Your goal —
Reproduce the items word for word, starting at the very beginning and stopping after the line that contains "x=404, y=259". Leave the pictures out of your answer.

#####

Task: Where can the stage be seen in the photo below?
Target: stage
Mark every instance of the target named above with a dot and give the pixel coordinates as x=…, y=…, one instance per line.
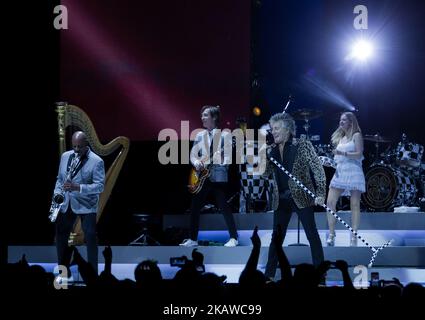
x=404, y=259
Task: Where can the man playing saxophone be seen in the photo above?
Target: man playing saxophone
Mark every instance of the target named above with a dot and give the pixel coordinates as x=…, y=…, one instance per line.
x=80, y=181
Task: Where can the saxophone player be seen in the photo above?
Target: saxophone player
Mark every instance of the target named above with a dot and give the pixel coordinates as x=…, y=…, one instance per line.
x=80, y=182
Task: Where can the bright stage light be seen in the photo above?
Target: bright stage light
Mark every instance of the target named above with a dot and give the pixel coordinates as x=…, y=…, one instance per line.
x=362, y=50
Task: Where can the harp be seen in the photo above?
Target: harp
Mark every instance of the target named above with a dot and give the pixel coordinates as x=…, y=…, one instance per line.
x=70, y=115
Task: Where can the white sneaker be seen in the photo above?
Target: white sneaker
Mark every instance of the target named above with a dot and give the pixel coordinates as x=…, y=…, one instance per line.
x=64, y=280
x=231, y=243
x=189, y=243
x=331, y=240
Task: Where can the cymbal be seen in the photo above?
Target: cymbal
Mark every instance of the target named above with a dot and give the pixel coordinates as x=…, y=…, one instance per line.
x=376, y=138
x=306, y=114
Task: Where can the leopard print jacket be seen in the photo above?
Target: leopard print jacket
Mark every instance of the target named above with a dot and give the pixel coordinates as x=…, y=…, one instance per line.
x=305, y=159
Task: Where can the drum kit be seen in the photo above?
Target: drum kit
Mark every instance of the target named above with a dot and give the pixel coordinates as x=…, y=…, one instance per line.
x=396, y=176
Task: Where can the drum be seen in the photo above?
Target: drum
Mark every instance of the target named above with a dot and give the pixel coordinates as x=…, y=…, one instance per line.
x=409, y=154
x=388, y=187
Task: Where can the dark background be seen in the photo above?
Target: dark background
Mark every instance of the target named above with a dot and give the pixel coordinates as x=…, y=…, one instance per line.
x=291, y=41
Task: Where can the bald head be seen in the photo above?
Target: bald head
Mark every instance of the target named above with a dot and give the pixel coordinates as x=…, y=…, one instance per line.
x=79, y=143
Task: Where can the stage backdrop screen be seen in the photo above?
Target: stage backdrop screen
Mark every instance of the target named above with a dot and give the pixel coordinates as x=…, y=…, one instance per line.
x=137, y=67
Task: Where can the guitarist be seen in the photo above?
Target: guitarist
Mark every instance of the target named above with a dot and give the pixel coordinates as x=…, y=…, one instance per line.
x=210, y=151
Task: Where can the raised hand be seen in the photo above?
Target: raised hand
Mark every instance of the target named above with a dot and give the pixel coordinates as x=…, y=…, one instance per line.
x=107, y=254
x=255, y=239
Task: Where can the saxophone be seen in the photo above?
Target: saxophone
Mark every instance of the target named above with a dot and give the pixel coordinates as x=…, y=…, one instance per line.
x=59, y=198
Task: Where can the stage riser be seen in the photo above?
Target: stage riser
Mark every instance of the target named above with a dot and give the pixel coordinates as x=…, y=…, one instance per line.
x=368, y=221
x=389, y=257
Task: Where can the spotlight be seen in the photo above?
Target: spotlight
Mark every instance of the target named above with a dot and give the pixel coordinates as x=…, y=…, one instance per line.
x=361, y=51
x=256, y=111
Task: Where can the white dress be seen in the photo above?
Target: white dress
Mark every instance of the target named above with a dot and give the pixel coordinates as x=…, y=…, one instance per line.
x=349, y=172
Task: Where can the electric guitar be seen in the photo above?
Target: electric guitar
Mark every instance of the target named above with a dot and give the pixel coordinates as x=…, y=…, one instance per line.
x=197, y=178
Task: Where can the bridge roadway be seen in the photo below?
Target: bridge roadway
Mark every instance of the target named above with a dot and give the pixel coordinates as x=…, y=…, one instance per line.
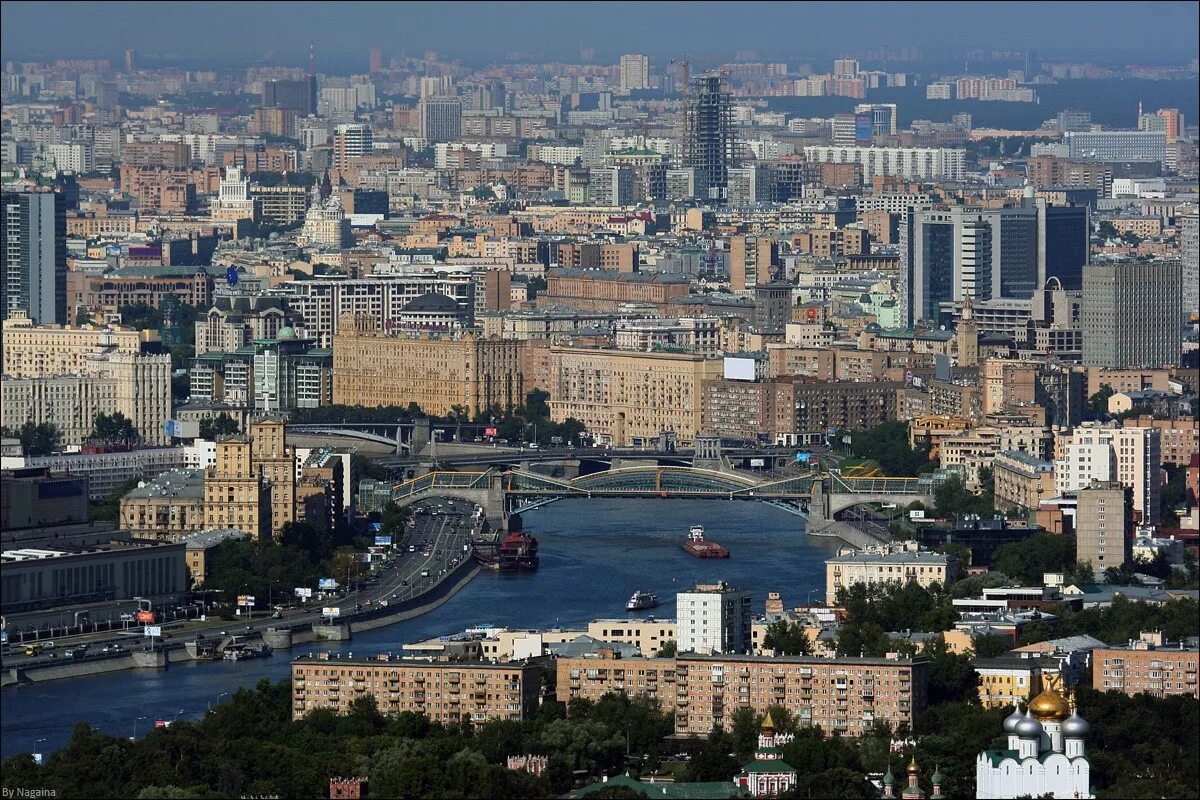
x=501, y=493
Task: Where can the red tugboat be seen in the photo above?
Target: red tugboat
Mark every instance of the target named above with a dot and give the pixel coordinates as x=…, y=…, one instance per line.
x=519, y=553
x=700, y=548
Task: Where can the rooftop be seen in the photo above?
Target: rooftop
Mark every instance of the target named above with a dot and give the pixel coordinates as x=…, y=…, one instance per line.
x=183, y=483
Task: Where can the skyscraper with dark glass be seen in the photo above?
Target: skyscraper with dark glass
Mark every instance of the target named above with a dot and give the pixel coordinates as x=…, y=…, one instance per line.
x=34, y=281
x=708, y=142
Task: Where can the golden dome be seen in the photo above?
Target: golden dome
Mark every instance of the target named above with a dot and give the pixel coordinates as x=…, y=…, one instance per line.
x=1050, y=707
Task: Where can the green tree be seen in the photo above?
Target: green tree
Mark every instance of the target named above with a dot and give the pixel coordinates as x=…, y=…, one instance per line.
x=113, y=427
x=887, y=445
x=36, y=439
x=222, y=425
x=109, y=509
x=990, y=647
x=787, y=639
x=1029, y=559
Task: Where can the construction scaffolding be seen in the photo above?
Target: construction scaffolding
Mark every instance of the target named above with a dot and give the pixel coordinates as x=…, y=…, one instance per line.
x=708, y=143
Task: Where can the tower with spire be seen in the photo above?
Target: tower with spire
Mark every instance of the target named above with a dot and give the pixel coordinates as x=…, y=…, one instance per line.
x=768, y=774
x=1045, y=753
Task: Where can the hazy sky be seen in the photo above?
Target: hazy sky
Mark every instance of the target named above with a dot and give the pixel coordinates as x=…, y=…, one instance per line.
x=1131, y=31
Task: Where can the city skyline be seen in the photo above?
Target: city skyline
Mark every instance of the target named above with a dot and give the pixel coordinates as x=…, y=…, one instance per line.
x=1150, y=32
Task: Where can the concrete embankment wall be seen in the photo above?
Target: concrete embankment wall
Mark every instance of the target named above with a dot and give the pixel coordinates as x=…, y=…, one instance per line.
x=447, y=588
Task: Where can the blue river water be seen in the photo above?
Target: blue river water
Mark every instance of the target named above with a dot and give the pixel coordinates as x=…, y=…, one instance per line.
x=594, y=554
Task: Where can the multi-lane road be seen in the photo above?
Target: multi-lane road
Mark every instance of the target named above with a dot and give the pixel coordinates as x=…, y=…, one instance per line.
x=435, y=541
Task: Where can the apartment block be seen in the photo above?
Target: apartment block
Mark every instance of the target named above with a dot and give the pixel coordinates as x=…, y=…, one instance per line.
x=647, y=635
x=840, y=696
x=901, y=561
x=135, y=385
x=713, y=618
x=627, y=397
x=438, y=372
x=1103, y=525
x=1147, y=666
x=34, y=350
x=1099, y=452
x=635, y=678
x=445, y=692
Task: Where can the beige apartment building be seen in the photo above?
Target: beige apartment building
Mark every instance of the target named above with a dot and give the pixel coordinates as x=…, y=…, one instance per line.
x=445, y=692
x=1177, y=439
x=593, y=678
x=275, y=462
x=135, y=385
x=646, y=635
x=36, y=350
x=1149, y=665
x=168, y=507
x=844, y=696
x=235, y=495
x=437, y=372
x=628, y=398
x=1021, y=481
x=901, y=561
x=1104, y=525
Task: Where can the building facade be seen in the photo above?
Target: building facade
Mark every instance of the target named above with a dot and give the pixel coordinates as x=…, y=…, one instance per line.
x=445, y=692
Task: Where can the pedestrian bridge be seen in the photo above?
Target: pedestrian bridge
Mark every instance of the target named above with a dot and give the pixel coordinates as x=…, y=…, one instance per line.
x=516, y=491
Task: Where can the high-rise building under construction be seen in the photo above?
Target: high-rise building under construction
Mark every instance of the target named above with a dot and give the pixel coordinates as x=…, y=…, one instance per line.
x=708, y=144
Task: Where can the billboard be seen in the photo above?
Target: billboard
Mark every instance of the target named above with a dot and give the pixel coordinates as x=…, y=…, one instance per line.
x=738, y=368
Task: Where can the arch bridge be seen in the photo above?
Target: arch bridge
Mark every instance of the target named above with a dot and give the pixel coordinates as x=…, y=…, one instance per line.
x=501, y=493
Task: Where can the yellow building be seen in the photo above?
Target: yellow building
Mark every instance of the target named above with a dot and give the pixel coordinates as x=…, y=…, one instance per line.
x=593, y=678
x=274, y=461
x=437, y=372
x=901, y=561
x=234, y=493
x=628, y=398
x=1007, y=680
x=445, y=692
x=37, y=350
x=168, y=507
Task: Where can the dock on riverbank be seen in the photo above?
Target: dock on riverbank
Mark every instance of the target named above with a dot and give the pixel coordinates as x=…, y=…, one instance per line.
x=286, y=636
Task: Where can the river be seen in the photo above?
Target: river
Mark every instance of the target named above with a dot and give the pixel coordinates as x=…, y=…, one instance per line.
x=594, y=555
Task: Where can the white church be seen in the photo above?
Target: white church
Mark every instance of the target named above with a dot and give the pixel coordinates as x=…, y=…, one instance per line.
x=1045, y=753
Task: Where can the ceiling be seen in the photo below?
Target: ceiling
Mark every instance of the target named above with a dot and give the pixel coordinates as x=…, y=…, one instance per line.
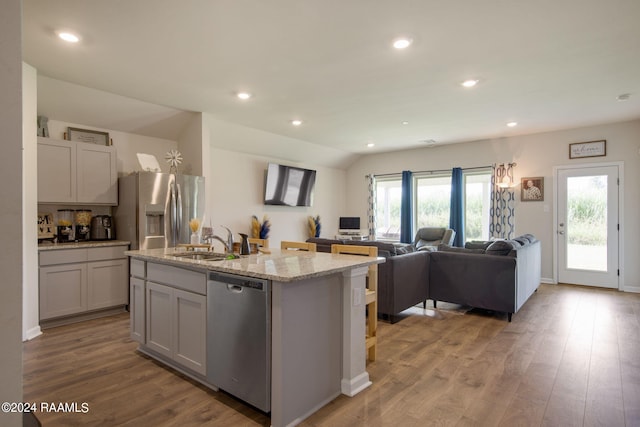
x=545, y=64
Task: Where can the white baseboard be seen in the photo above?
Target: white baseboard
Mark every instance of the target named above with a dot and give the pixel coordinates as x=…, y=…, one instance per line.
x=32, y=333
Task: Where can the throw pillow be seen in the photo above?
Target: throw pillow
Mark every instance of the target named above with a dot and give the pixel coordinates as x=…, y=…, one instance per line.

#####

Complete output —
Task: Where can the stage be seen in the photo below?
Target: stage
Mark every instance of the target named above with a dot and give the pixel coordinates as x=…, y=…, one instance per line.
x=404, y=259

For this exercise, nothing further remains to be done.